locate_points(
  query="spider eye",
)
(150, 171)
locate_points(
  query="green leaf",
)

# JOB:
Write out these entries again in full, requests and all, shifting every coordinate in the answers up by 43.

# COMPLETED TASK:
locate_points(
  query="spider eye",
)
(193, 214)
locate_points(
  query="green leaf",
)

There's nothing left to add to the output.